* _TAREFA 1_
No texto sobre o bem viver, qual é o nome da senhora que anotava no caderninho o significado de bem viver?

* _TEXTO FORNECIDO_
**********

Uma senhora negra, de riso simpático, cabelos brancos destacantes e uma postura de líder. Sentada em um banco de madeira, sediado na igreja católica da comunidade, anotava em seu caderninho de papel pautado o significado de bem viver. Esse é o primeiro retrato que você precisa ver.

Nascido da cultura indígena, o bem viver tem como principal objetivo uma vida em harmonia com a natureza, a comunidade e o território em que se vive. Historicamente, os povos indígenas e originários das terras na América Latina têm, não só pregado essa filosofia, como também disseminado essa vivência em suas comunidades. Ao tratar de bem viver, é preciso entender que, para se alcançar essa filosofia, é necessário o combate às injustiças e desigualdades sociais, historicamente vividas por pessoas negras.
Segundo dados do governo da Bahia, o território de identidade do Sertão do São Francisco consta, em sua totalidade, 10 municípios, como Juazeiro, Casa Nova, Sento Sé e Curaçá, com mais de 61.765,59 km² de áreas. Sendo a cidade de Juazeiro, na Bahia, uma das principais cidades em termos de economia, por meio da fruticultura e, nas comunidades, as práticas de pesca e agricultura familiar, além do manejo de caprinos e ovinos. A cidade, uma das maiores da Bahia, também conta com uma histórica luta de ativismo negro, com grupos de movimentos sociais e acadêmicos e de povos das comunidades quilombolas e de terreiro.
A vida nas comunidades, principalmente ribeirinhas — as que vivem à margem de rios —, são carregadas por esses conceitos de vida. Em Juazeiro, cidade da região Norte da Bahia, uma comunidade quilombola e ribeirinha das margens do Rio São Francisco vive, em sua maioria, por meio do que a terra e as águas dão. Porém, mesmo em meio à vasta riqueza natural que lhe cerca, têm lutado diariamente por condições básicas de sobrevivência para o alcance do tão sonhado bem viver.
OVÍDIA DE SENA

Na comunidade quilombola do Rodeadouro, as mulheres negras estão à frente das lutas e das lideranças populares e culturais. Aquela senhora que você visualizou, tomando notas, é Ovídia de Sena, nascida, crescida e criada na comunidade quilombola do Rodeadouro. Dona Ovídia é referência na comunidade quando se trata de ativismo, cultura e fé.

**********

* _TAREFA 2_
Junte todas as linhas das entradas abaixo que têm a palavra "white". Maiúsculas e minúsculas fazem diferença.

Entradas de anotação de coordenadas:
**********

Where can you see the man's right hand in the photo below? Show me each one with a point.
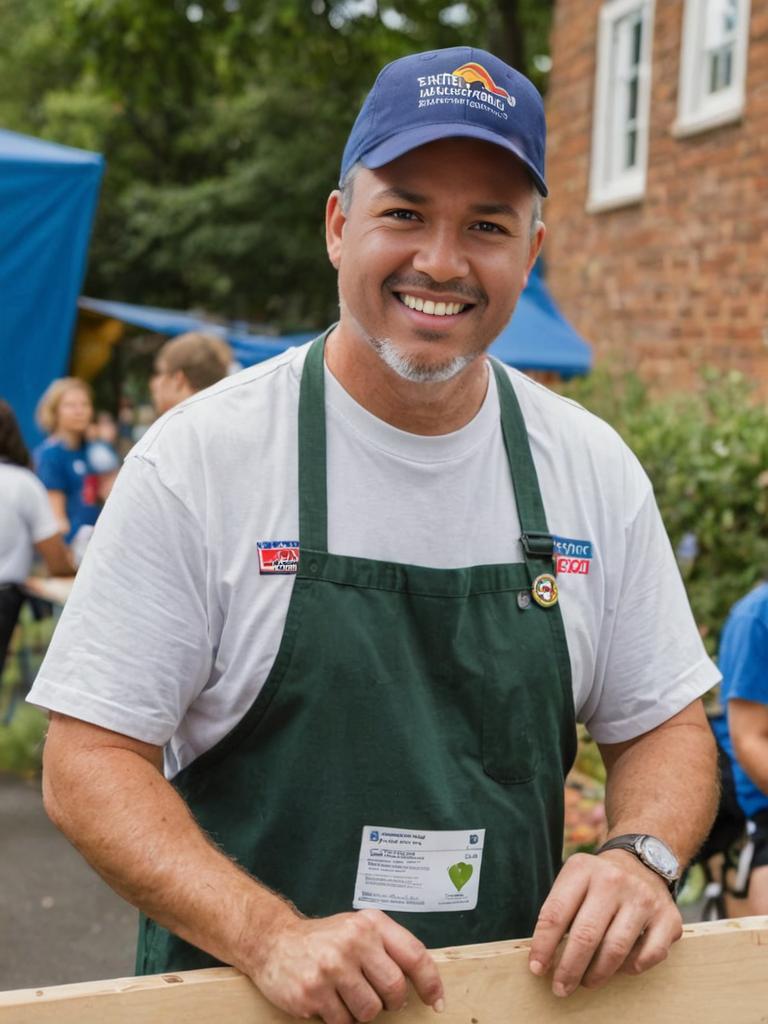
(344, 969)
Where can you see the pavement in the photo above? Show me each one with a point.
(59, 923)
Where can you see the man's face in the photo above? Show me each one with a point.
(432, 254)
(75, 411)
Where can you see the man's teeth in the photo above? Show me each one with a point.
(434, 308)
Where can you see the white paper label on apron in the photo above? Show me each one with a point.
(409, 870)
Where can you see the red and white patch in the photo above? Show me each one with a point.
(574, 566)
(278, 556)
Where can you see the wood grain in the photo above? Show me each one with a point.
(717, 974)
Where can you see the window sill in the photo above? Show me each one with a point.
(614, 201)
(698, 123)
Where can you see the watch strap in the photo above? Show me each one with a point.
(631, 843)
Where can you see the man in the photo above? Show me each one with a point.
(742, 730)
(186, 365)
(340, 624)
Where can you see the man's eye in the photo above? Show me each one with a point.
(486, 225)
(401, 214)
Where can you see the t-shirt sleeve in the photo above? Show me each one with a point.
(51, 469)
(652, 663)
(132, 648)
(37, 510)
(747, 663)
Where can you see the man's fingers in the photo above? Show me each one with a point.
(585, 937)
(653, 946)
(558, 910)
(359, 997)
(331, 1009)
(622, 937)
(387, 980)
(414, 960)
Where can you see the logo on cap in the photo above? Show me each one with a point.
(474, 74)
(469, 84)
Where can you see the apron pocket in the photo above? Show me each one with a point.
(510, 751)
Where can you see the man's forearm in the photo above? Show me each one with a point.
(137, 833)
(665, 782)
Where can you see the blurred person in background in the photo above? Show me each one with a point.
(742, 729)
(27, 525)
(77, 473)
(186, 365)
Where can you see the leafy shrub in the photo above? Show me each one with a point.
(707, 455)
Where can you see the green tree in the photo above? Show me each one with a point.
(222, 123)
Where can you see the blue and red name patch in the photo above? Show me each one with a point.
(572, 556)
(278, 556)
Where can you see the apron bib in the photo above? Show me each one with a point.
(401, 697)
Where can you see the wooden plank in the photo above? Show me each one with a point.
(717, 974)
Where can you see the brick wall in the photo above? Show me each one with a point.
(678, 281)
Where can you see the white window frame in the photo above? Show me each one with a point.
(698, 110)
(608, 186)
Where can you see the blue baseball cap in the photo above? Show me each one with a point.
(459, 92)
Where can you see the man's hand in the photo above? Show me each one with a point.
(619, 915)
(344, 969)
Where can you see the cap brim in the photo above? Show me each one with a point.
(412, 138)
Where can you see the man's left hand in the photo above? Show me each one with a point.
(617, 913)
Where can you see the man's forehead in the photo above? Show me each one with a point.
(483, 176)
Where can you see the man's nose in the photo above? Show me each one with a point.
(440, 255)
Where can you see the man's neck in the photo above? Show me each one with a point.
(419, 408)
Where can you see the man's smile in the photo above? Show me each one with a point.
(431, 307)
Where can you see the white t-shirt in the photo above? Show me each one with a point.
(26, 518)
(171, 630)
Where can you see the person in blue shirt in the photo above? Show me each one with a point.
(78, 475)
(743, 663)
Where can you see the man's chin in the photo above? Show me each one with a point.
(418, 369)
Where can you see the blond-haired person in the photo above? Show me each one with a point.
(186, 365)
(77, 474)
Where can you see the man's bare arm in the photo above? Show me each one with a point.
(619, 913)
(107, 793)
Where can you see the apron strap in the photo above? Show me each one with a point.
(312, 479)
(536, 539)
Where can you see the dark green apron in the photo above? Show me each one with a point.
(401, 696)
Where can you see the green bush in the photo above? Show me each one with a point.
(707, 455)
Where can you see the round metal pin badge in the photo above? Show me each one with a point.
(545, 590)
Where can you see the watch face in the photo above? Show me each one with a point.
(659, 856)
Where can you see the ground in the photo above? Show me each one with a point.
(58, 922)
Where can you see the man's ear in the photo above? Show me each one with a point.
(335, 220)
(536, 247)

**********

* _RESPOSTA FINAL 1_
Ovídia de Sena.

* _RESPOSTA FINAL 2_
Where can you see the white paper label on apron in the photo above? Show me each one with a point.
Where can you see the red and white patch in the photo above? Show me each one with a point.
Where can you see the white window frame in the photo above? Show me each one with a point.
Where can you see the white t-shirt in the photo above? Show me each one with a point.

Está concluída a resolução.